■ Source document ■
The Variable parameter cannot specify a variable of a structured type.
Structures such as records or arrays can be modified only by changing the
values of individual components.
REFERENCES
subtype Path_Name
procedure Put
@node !Commands.Debug.Numeric
type Numeric is (Display_Count, Display_Level, Element_Count,
First_Element, History_Count, History_Entries,
History_Start, Memory_Count, Pointer_Level,
Stack_Count, Stack_Start);
DESCRIPTION
Defines the set of numeric value flags used as default values by various
debugger commands.
Within the debugger, numeric value flags are called numeric flags. The
value of each numeric flag can be modified with the Set_Value command.
Each of the following numeric flags has a standard value. The standard
value is the initial value of the numeric flag when the debugger is
started. The debugger assigns values to these numeric flags from the
corresponding session switches. The switches have names of the form
Debug_xxx, where xxx is the numeric flag name. The standard values listed
below are the default values of these switches. See the Session Switches
section of the Session and Job Management (SJM) book for more information
on session switches.

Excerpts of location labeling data
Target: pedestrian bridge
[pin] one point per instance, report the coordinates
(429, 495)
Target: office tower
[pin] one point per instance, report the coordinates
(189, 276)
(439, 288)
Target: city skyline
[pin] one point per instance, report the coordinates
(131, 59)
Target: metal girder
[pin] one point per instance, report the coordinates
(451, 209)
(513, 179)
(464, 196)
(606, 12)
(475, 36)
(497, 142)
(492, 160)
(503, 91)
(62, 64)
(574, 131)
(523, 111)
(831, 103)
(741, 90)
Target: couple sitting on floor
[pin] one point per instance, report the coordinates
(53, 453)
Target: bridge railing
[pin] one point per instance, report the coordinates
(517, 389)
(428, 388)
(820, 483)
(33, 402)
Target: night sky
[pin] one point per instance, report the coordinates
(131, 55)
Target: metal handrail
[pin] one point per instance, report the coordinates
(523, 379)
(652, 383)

■ What you need to do ■
1. Answer these questions using the debugger documentation excerpt:
(a) How can structures such as records or arrays be modified?
(b) Which command can modify the value of each numeric flag?
(c) What form do the names of the session switches take?
2. Pick up the debugger documentation excerpt after its last sentence and continue writing it.

■ Task-by-task outputs ■
1.
(a) Only by changing the values of individual components.
(b) The Set_Value command.
(c) Debug_xxx, where xxx is the numeric flag name.

2.
Note: Type Option defines a set of Boolean value flags also used as default
values by various debugger commands. See the Option type for more
information on these flags.
ENUMERATIONS
Display_Count
Specifies the default value of the Count parameter in the Display command.
The standard value is 10.
Display_Level
Specifies the number of levels to expand complex data structures in the Put
command. Put does not display the remaining levels (that is, they are
elided). The standard value is 3.
Element_Count
Specifies the maximum number of elements in any array displayed with the
Put command. The standard value is 25.
First_Element
Specifies the first element of an array displayed with the Put command. The
standard value is 0.
History_Count
Specifies the default value for the Count parameter for the History_Display
command. The standard value is 10.
History_Entries
Specifies the maximum number of history entries kept by the debugger. The
standard value is 1,000. This flag is not currently supported.
History_Start
Specifies the oldest history entry displayed by the History_Display
command. This enumeration is the default value for the Start parameter.
The standard value is 10.
Memory_Count
Specifies the default value for the Count parameter in the Memory_Display
command. The standard value is 3.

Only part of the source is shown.